### Deine Aufgaben
- A) Entnimm dem Text zum Digitalpakt wortgetreu die Stelle, die mit den Worten "Zumindest haben Union" beginnt, und höre nach "Bildungsinvestitionen helfen darf." auf.
- B) Wie geht der Text zum Digitalpakt nach seinem letzten Satz weiter? Setze ihn fort.

### Ausgewählter Text
▼▼▼
Eigentlich wollte die GroKo heute die Grundgesetzänderung als Voraussetzung des Digitalpakts durch den Bundestag bringen. Daraus wird vorerst nichts. Ein Blick nach vorn.
VERGANGENE WOCHE HATTE ich geschrieben: Jetzt warten alle auf den 19. Oktober. Alle, das waren in diesem Fall die Schulen überall in Deutschland, die endlich etwas sehen wollen von den versprochenen fünf Milliarden für ihre Digitalausstattung. Alle, das waren aber auch die Bildungsminister von Bund und Ländern, die wissen: Ohne Verfassungsänderung keinen Digitalpakt.
Zumindest haben Union und SPD es so in ihrem Koalitionsvertrag festgelegt, und heute sollte es im Bundestag ernst werden: Die Regierungsparteien wollten ein ganzes Paket von Grundgesetz-Reformen beschließen, darunter die Umformulierung von Artikel 104c, dieser umgangssprachlich "Kooperationsverbot" genannten Regelung, wonach der Bund bislang nur finanzschwachen Kommunen bei den Bildungsinvestitionen helfen darf.
Das Problem allerdings, das einige der GroKo-Granden bei der Abfassung ihres Koalitionsvertrages offenbar unterschätzt haben: Sie haben gar nicht die dafür nötige Zwei-Drittel-Mehrheit. Weswegen sie auf Unterstützung durch die Opposition angewiesen sind. Noch bei ihrem Treffen mit der Kultusministerkonferenz vergangene Woche sagte Bundesbildungsministerin Anja Karliczek (CDU) trotzdem tapfer, sie bleibe bis zum 19. Oktober eine Optimistin, dass das Vorhaben klappen werde.
Karliczeks demonstrativ positive Einstellung hat nicht geholfen. Die geplante Verfassungsänderung ist von der Tagesordnung der heutigen Bundestagssitzung verschwunden. Die Koalitionsparteien sind sich noch nicht einig geworden mit Grünen und FDP, die als Gegenleistung für ihre Zustimmung fordern, dass das Kooperationsverbot noch weiter gelockert wird.
▲▲▲
### Bereitgestelltes Material
▼▼▼
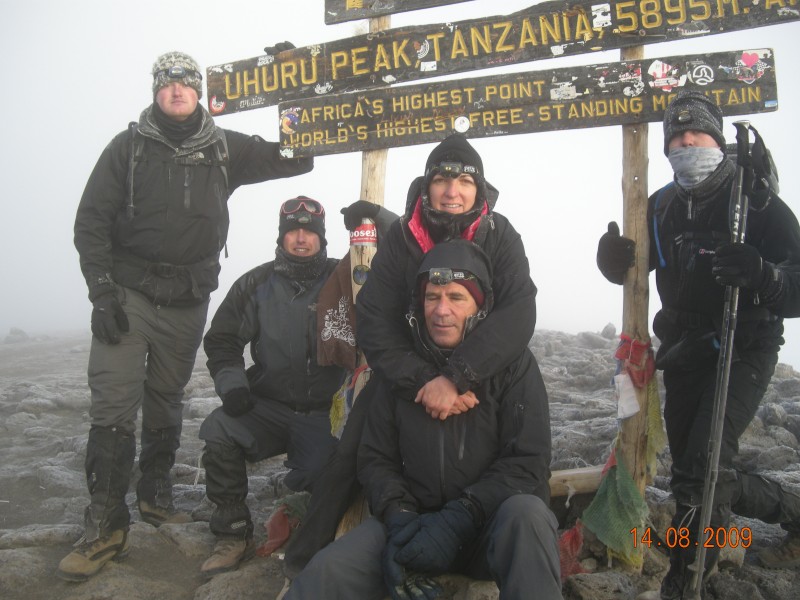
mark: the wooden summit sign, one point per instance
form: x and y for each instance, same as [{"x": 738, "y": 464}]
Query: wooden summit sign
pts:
▲▲▲
### Lösungen
- A)
Zumindest haben Union und SPD es so in ihrem Koalitionsvertrag festgelegt, und heute sollte es im Bundestag ernst werden: Die Regierungsparteien wollten ein ganzes Paket von Grundgesetz-Reformen beschließen, darunter die Umformulierung von Artikel 104c, dieser umgangssprachlich "Kooperationsverbot" genannten Regelung, wonach der Bund bislang nur finanzschwachen Kommunen bei den Bildungsinvestitionen helfen darf.

- B)
Konstruktiver verhält sich übrigens die Linksfraktion, die zwar auch mehr will als die Regierung, aber offenbar nicht um den Preis, dass die Grundgesetzreform möglicherweise ganz scheitert. Die bildungspolitische Sprecherin der grünen Bundestagsfraktion Margit Stumpp warf der Bundesregierung unterdessen vor, sie habe trotz mehrmaliger Aufforderungen erst diese Woche zu Gesprächen mit Grünen und FDP durchringen können. "Warum so spät!?"
Dass es heute nicht klappt, zeichnete sich seit Anfang der Woche ab. Das ist im Ergebnis ein bisschen peinlich für die GroKo. Aber ein Grund zur Sorge ist es nicht. Noch nicht. Entscheidend ist, dass die Grundgesetz-Änderung rechtzeitig vor Jahresende perfekt ist, denn wenn die Bund-Länder-Vereinbarung zum Digitalpakt es dann auch ist (wovon praktisch alle Beteiligten inzwischen ausgehen), dann könnte das Programm wie versprochen zum 1. Januar starten. Oder zumindest die Ausschreibung. Das erste Geld würde sicher noch auf sich warten lassen. Aber man ist angesichts der über zweijährigen Geschichte des Pakts inzwischen schon mit kleinen Fortschritten zufrieden.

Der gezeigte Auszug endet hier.